Assignment. Copy out the whole listing exactly as given. Skip the pictures.

Provided data.
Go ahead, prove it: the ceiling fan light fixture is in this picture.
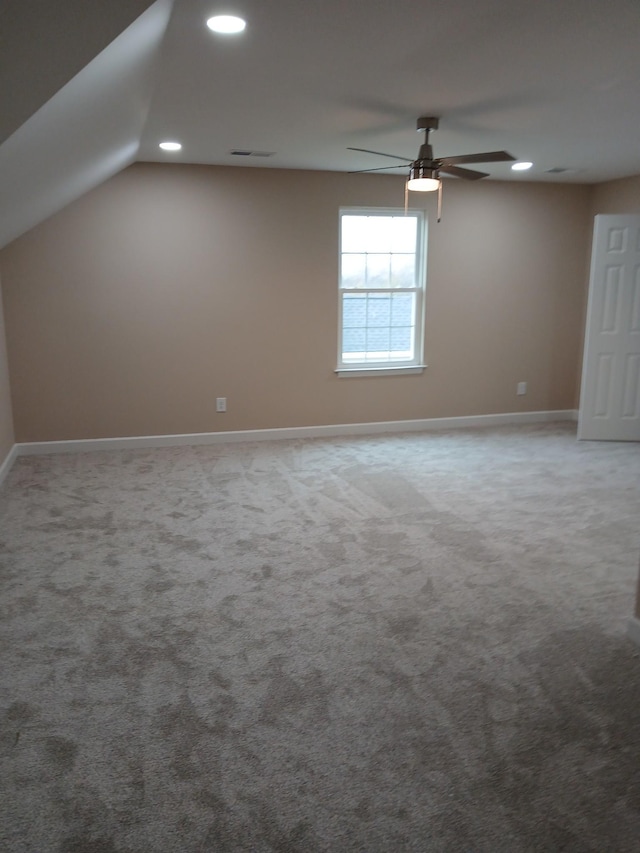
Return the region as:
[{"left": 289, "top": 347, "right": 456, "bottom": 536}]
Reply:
[
  {"left": 407, "top": 163, "right": 440, "bottom": 192},
  {"left": 511, "top": 161, "right": 533, "bottom": 171}
]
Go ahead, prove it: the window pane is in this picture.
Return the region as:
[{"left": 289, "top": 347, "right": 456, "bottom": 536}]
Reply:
[
  {"left": 341, "top": 291, "right": 416, "bottom": 363},
  {"left": 367, "top": 294, "right": 391, "bottom": 327},
  {"left": 390, "top": 254, "right": 415, "bottom": 288},
  {"left": 341, "top": 254, "right": 366, "bottom": 288},
  {"left": 365, "top": 217, "right": 394, "bottom": 253},
  {"left": 343, "top": 214, "right": 419, "bottom": 255},
  {"left": 367, "top": 327, "right": 390, "bottom": 353},
  {"left": 343, "top": 328, "right": 366, "bottom": 354},
  {"left": 390, "top": 327, "right": 412, "bottom": 352},
  {"left": 341, "top": 216, "right": 369, "bottom": 252},
  {"left": 342, "top": 293, "right": 367, "bottom": 328},
  {"left": 366, "top": 254, "right": 391, "bottom": 288},
  {"left": 390, "top": 292, "right": 414, "bottom": 326},
  {"left": 389, "top": 217, "right": 418, "bottom": 253}
]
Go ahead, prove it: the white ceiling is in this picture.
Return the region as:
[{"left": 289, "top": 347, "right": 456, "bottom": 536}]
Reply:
[
  {"left": 2, "top": 0, "right": 640, "bottom": 246},
  {"left": 140, "top": 0, "right": 640, "bottom": 182}
]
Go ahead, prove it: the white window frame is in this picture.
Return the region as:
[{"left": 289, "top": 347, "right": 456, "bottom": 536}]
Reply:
[{"left": 337, "top": 207, "right": 427, "bottom": 377}]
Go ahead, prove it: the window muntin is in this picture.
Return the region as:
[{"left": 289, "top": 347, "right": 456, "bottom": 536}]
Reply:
[{"left": 339, "top": 210, "right": 425, "bottom": 369}]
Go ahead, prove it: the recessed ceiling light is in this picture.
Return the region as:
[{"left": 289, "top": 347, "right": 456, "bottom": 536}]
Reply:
[
  {"left": 511, "top": 161, "right": 533, "bottom": 171},
  {"left": 159, "top": 141, "right": 182, "bottom": 151},
  {"left": 206, "top": 15, "right": 246, "bottom": 34}
]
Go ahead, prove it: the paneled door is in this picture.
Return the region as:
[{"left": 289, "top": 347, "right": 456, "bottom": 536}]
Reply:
[{"left": 578, "top": 215, "right": 640, "bottom": 441}]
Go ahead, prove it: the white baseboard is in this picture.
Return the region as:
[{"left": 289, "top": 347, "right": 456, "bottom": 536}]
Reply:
[
  {"left": 0, "top": 443, "right": 18, "bottom": 488},
  {"left": 16, "top": 410, "right": 578, "bottom": 457},
  {"left": 627, "top": 617, "right": 640, "bottom": 649}
]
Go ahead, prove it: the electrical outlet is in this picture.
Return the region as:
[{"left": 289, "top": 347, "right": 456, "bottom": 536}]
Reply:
[
  {"left": 216, "top": 397, "right": 227, "bottom": 412},
  {"left": 517, "top": 381, "right": 527, "bottom": 396}
]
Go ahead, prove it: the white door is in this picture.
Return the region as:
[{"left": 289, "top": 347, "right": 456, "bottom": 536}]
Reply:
[{"left": 578, "top": 215, "right": 640, "bottom": 441}]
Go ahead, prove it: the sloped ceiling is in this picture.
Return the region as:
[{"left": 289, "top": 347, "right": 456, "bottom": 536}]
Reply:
[
  {"left": 0, "top": 0, "right": 173, "bottom": 249},
  {"left": 1, "top": 0, "right": 640, "bottom": 249},
  {"left": 0, "top": 0, "right": 157, "bottom": 145}
]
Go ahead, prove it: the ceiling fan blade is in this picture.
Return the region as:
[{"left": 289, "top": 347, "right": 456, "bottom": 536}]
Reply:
[
  {"left": 439, "top": 150, "right": 516, "bottom": 166},
  {"left": 347, "top": 147, "right": 413, "bottom": 163},
  {"left": 439, "top": 164, "right": 488, "bottom": 180},
  {"left": 348, "top": 165, "right": 409, "bottom": 174}
]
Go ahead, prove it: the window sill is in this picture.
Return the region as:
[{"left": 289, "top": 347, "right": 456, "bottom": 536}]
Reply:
[{"left": 335, "top": 365, "right": 426, "bottom": 378}]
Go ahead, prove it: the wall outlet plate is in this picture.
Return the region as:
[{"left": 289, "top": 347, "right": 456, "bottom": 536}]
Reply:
[
  {"left": 216, "top": 397, "right": 227, "bottom": 412},
  {"left": 517, "top": 382, "right": 527, "bottom": 396}
]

Response for this exercise.
Go ahead, prove it: the ceiling fan light fixture is in this picture.
Return the region as:
[{"left": 289, "top": 347, "right": 456, "bottom": 536}]
Reply:
[
  {"left": 407, "top": 163, "right": 440, "bottom": 192},
  {"left": 511, "top": 161, "right": 533, "bottom": 171}
]
Go ahead, prove it: the window pane is in this picture.
Return the region as:
[{"left": 289, "top": 347, "right": 456, "bottom": 536}]
Reply:
[
  {"left": 341, "top": 291, "right": 416, "bottom": 363},
  {"left": 367, "top": 294, "right": 391, "bottom": 327},
  {"left": 390, "top": 254, "right": 415, "bottom": 288},
  {"left": 341, "top": 254, "right": 366, "bottom": 288},
  {"left": 365, "top": 217, "right": 394, "bottom": 253},
  {"left": 343, "top": 214, "right": 419, "bottom": 255},
  {"left": 367, "top": 327, "right": 390, "bottom": 353},
  {"left": 343, "top": 328, "right": 366, "bottom": 354},
  {"left": 390, "top": 327, "right": 412, "bottom": 352},
  {"left": 341, "top": 216, "right": 369, "bottom": 252},
  {"left": 342, "top": 293, "right": 367, "bottom": 328},
  {"left": 366, "top": 254, "right": 391, "bottom": 288},
  {"left": 390, "top": 292, "right": 414, "bottom": 326},
  {"left": 389, "top": 217, "right": 418, "bottom": 253}
]
Go ahead, prove it: the white ceiling is in this picture.
Return the region as:
[{"left": 289, "top": 347, "right": 456, "bottom": 536}]
Reply:
[
  {"left": 2, "top": 0, "right": 640, "bottom": 246},
  {"left": 140, "top": 0, "right": 640, "bottom": 182}
]
Go ahead, prove it: the white window frame is in this picture.
Return the region as:
[{"left": 289, "top": 347, "right": 456, "bottom": 536}]
Reply:
[{"left": 337, "top": 207, "right": 427, "bottom": 377}]
Go ahead, prove it: the window muntin is in this picture.
Return the region as:
[{"left": 289, "top": 347, "right": 456, "bottom": 536}]
Reply:
[{"left": 339, "top": 210, "right": 425, "bottom": 369}]
Go ahead, prove it: the recessed ceiling light is in this picture.
Return the region as:
[{"left": 289, "top": 347, "right": 456, "bottom": 536}]
Reply:
[
  {"left": 511, "top": 161, "right": 533, "bottom": 171},
  {"left": 159, "top": 141, "right": 182, "bottom": 151},
  {"left": 206, "top": 15, "right": 246, "bottom": 34}
]
Go ahead, prove it: the paneled door is in this picture.
Return the region as:
[{"left": 289, "top": 347, "right": 456, "bottom": 536}]
Reply:
[{"left": 578, "top": 215, "right": 640, "bottom": 441}]
Go ahead, prove it: the white baseboard is in this picture.
Return the region as:
[{"left": 289, "top": 347, "right": 456, "bottom": 536}]
Reply:
[
  {"left": 0, "top": 443, "right": 18, "bottom": 488},
  {"left": 16, "top": 410, "right": 578, "bottom": 457},
  {"left": 627, "top": 617, "right": 640, "bottom": 649}
]
Go ahead, prove it: the electrical outlet is in this picture.
Return the region as:
[{"left": 289, "top": 347, "right": 456, "bottom": 536}]
Reply:
[
  {"left": 216, "top": 397, "right": 227, "bottom": 412},
  {"left": 517, "top": 381, "right": 527, "bottom": 396}
]
Go ahead, prove it: the white door is in this picture.
Return the region as:
[{"left": 289, "top": 347, "right": 456, "bottom": 536}]
Reply:
[{"left": 578, "top": 215, "right": 640, "bottom": 441}]
Go ahead, prove it: the sloped ceiling is in this picture.
Return the region as:
[{"left": 289, "top": 347, "right": 456, "bottom": 536}]
Reply:
[
  {"left": 0, "top": 0, "right": 173, "bottom": 249},
  {"left": 1, "top": 0, "right": 640, "bottom": 249},
  {"left": 0, "top": 0, "right": 157, "bottom": 145}
]
Go ahead, prove it: the ceiling fan blade is in this picture.
Return the region as:
[{"left": 289, "top": 347, "right": 456, "bottom": 536}]
Reply:
[
  {"left": 439, "top": 150, "right": 516, "bottom": 166},
  {"left": 347, "top": 147, "right": 413, "bottom": 163},
  {"left": 439, "top": 164, "right": 488, "bottom": 180},
  {"left": 348, "top": 165, "right": 409, "bottom": 174}
]
Go ahead, prove it: the window sill is in this picture.
Return the region as:
[{"left": 289, "top": 347, "right": 456, "bottom": 536}]
Reply:
[{"left": 335, "top": 365, "right": 426, "bottom": 378}]
Go ahead, prove it: the wall outlet plate is in this picture.
Return the region as:
[{"left": 289, "top": 347, "right": 456, "bottom": 536}]
Reply:
[
  {"left": 216, "top": 397, "right": 227, "bottom": 412},
  {"left": 517, "top": 382, "right": 527, "bottom": 396}
]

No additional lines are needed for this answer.